Exercise objective:
Transcribe the records exactly. Pictures do not belong in the transcription.

Stored records:

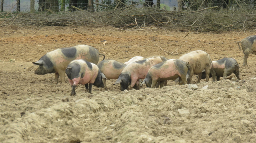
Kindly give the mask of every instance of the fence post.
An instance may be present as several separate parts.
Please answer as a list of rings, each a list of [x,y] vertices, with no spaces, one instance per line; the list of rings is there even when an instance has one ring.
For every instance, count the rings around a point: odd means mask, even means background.
[[[60,10],[65,11],[65,0],[61,0],[61,7]]]
[[[1,0],[1,12],[4,10],[4,0]]]
[[[20,0],[17,0],[17,12],[20,11]]]
[[[30,13],[35,12],[35,0],[30,0]]]

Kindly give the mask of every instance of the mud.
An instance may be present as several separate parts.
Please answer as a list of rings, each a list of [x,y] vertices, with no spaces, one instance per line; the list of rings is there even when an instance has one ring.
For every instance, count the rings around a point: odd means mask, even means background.
[[[256,56],[250,55],[248,65],[242,66],[244,54],[235,42],[247,36],[238,36],[239,31],[184,38],[184,32],[161,29],[20,30],[0,33],[0,142],[256,142]],[[182,46],[178,52],[202,50],[213,61],[235,59],[242,80],[232,74],[230,80],[202,80],[196,90],[170,81],[163,88],[144,85],[127,92],[111,80],[107,81],[108,91],[94,86],[88,98],[82,85],[77,96],[69,96],[67,76],[65,83],[56,85],[54,74],[34,73],[37,66],[32,61],[56,48],[79,44],[93,46],[106,59],[123,63],[135,56],[180,56],[168,55],[156,45],[171,52],[180,47],[177,45]],[[195,76],[191,81],[196,82]],[[202,89],[206,85],[208,89]]]

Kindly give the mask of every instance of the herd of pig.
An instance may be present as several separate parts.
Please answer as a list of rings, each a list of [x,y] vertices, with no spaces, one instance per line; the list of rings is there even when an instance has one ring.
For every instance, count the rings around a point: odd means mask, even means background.
[[[256,36],[237,42],[241,50],[240,43],[244,54],[243,66],[245,66],[249,54],[256,54]],[[98,63],[100,55],[104,58]],[[86,92],[91,94],[93,85],[107,90],[106,80],[110,79],[117,79],[114,84],[120,83],[121,91],[128,89],[129,86],[130,89],[138,90],[143,84],[147,87],[161,88],[169,80],[178,81],[180,85],[189,84],[193,75],[197,75],[197,83],[201,79],[206,78],[208,82],[211,77],[213,81],[216,77],[218,81],[220,77],[225,79],[232,73],[241,80],[239,66],[236,60],[224,58],[212,61],[210,55],[201,50],[191,52],[178,59],[168,59],[161,56],[146,58],[136,56],[123,63],[105,59],[105,55],[96,49],[81,45],[57,49],[32,63],[39,66],[35,71],[36,74],[55,73],[56,84],[59,77],[64,83],[66,74],[71,85],[71,96],[76,95],[78,84],[85,85]]]

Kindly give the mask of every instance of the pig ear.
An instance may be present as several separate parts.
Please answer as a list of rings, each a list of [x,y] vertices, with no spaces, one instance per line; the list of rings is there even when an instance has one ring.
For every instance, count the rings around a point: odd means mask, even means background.
[[[106,76],[105,76],[105,75],[104,74],[103,74],[103,73],[101,73],[100,75],[101,75],[101,77],[102,77],[102,78],[106,78],[106,80],[108,79],[107,78],[107,77],[106,77]]]
[[[117,84],[117,83],[121,83],[121,82],[122,82],[122,80],[121,80],[121,78],[118,78],[117,79],[117,80],[116,81],[116,82],[113,85],[116,85]]]
[[[142,82],[142,83],[141,83],[141,86],[142,86],[143,84],[144,84],[145,83],[146,83],[146,82],[145,81],[145,80],[144,80]]]
[[[40,65],[43,64],[43,62],[41,61],[38,61],[35,62],[33,62],[32,63],[35,65]]]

Worked answer:
Kindly give the mask of every instance of the fence post.
An instance may be present as several separate parts.
Please answer as a list of rings, each a list of [x,y] vertices, with no spaces, one instance per line; the list of rings is there even when an instance has one ring.
For every instance, count the rings around a point: odd means mask, even means background.
[[[60,10],[65,11],[65,0],[61,0],[61,7]]]
[[[1,0],[1,12],[4,10],[4,0]]]
[[[20,0],[17,0],[17,12],[20,11]]]
[[[30,13],[35,12],[35,0],[30,0]]]

Kindly give the mask of every instance of the mud.
An instance may be present as several separate parts.
Please answer as a list of rings, each a list of [x,y] vertices, with no spaces, one instance per line; the list of rings is there even when an instance has one ring.
For every instance, count the rings around a point: odd means mask, even means background.
[[[256,56],[250,55],[248,65],[242,66],[244,54],[235,42],[247,36],[238,36],[239,31],[184,38],[184,32],[161,29],[20,30],[0,33],[0,142],[256,142]],[[182,46],[178,52],[202,50],[213,61],[235,59],[242,80],[232,74],[230,80],[202,80],[196,90],[170,81],[163,88],[144,85],[127,92],[111,80],[107,81],[108,91],[94,86],[88,98],[82,85],[77,96],[69,96],[67,76],[65,83],[56,85],[54,74],[34,73],[37,66],[32,61],[56,48],[79,44],[93,46],[106,59],[123,63],[135,56],[180,56],[168,55],[156,45],[171,52],[180,47],[177,45]],[[195,76],[191,81],[196,82]],[[202,89],[206,85],[208,89]]]

Kindly give the mask of every instance of the herd of pig.
An instance may be present as several separate parts.
Please answer as a list of rings, each a list of [x,y] vertices, with no spaces, one instance per line; the list of rings is there even when an instance has one ring.
For every instance, count the rings around a point: odd means mask, even means background.
[[[256,36],[237,42],[241,50],[240,43],[244,54],[243,66],[245,66],[249,54],[256,54]],[[98,63],[100,55],[104,58]],[[86,92],[91,94],[93,85],[107,90],[106,80],[110,79],[117,79],[114,84],[120,83],[121,91],[128,89],[129,86],[130,89],[138,90],[143,84],[147,87],[161,88],[169,80],[178,81],[180,85],[189,84],[193,75],[197,75],[197,83],[201,79],[206,78],[208,82],[211,77],[213,81],[216,77],[218,81],[220,77],[225,79],[232,73],[241,80],[239,66],[236,60],[224,58],[212,61],[210,55],[201,50],[191,52],[178,59],[168,59],[161,56],[146,58],[136,56],[123,63],[105,59],[105,55],[96,49],[81,45],[57,49],[32,63],[39,66],[35,71],[36,74],[55,73],[56,84],[59,77],[64,83],[66,74],[71,85],[71,96],[76,95],[78,84],[85,85]]]

Kindly give the mask of every instance of the pig ear.
An instance may be present as several separate parts.
Please answer as a list of rings, each a list of [x,y] vertices, with no spaces, one instance per line; the list of rings is there even when an instance has one ring.
For every instance, count the rings around a point: odd means mask, even means background.
[[[106,76],[105,76],[105,75],[104,74],[103,74],[103,73],[101,73],[100,75],[101,75],[101,77],[102,77],[102,78],[106,78],[106,80],[108,79],[107,78],[107,77],[106,77]]]
[[[117,84],[117,83],[121,83],[121,82],[122,82],[122,80],[121,80],[121,78],[118,78],[117,79],[117,80],[116,81],[116,82],[113,85],[116,85]]]
[[[142,82],[142,83],[141,83],[141,86],[142,86],[143,84],[144,84],[145,83],[146,83],[146,82],[145,81],[145,80],[144,80]]]
[[[40,65],[43,64],[43,62],[41,61],[38,61],[35,62],[33,62],[32,63],[35,65]]]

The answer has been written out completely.